**Required work:** Rewrite every line of the items below as a JSON list of strings, one string per line, skipping any blank lines. Leave the pictures out of your answer.

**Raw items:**
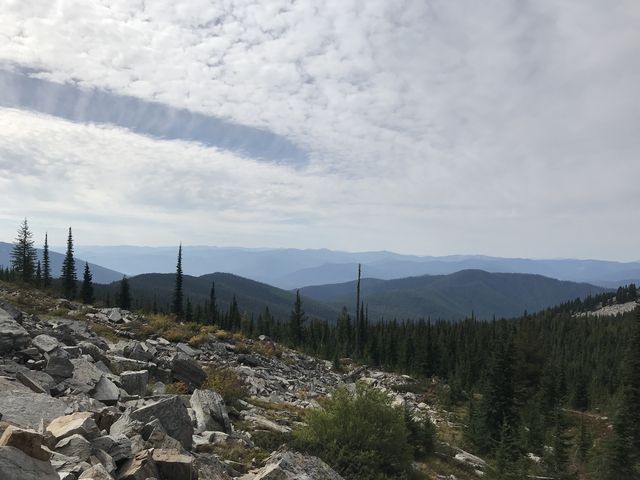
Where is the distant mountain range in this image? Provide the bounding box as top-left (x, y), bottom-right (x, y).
top-left (0, 242), bottom-right (123, 283)
top-left (300, 270), bottom-right (606, 320)
top-left (76, 246), bottom-right (640, 289)
top-left (102, 270), bottom-right (605, 321)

**Final result:**
[
  "Where is the distant mountain range in this image? Provide the bounding box as top-left (x, y), bottom-right (x, y).",
  "top-left (0, 242), bottom-right (123, 283)",
  "top-left (300, 270), bottom-right (606, 320)",
  "top-left (76, 246), bottom-right (640, 289)",
  "top-left (102, 270), bottom-right (605, 321)"
]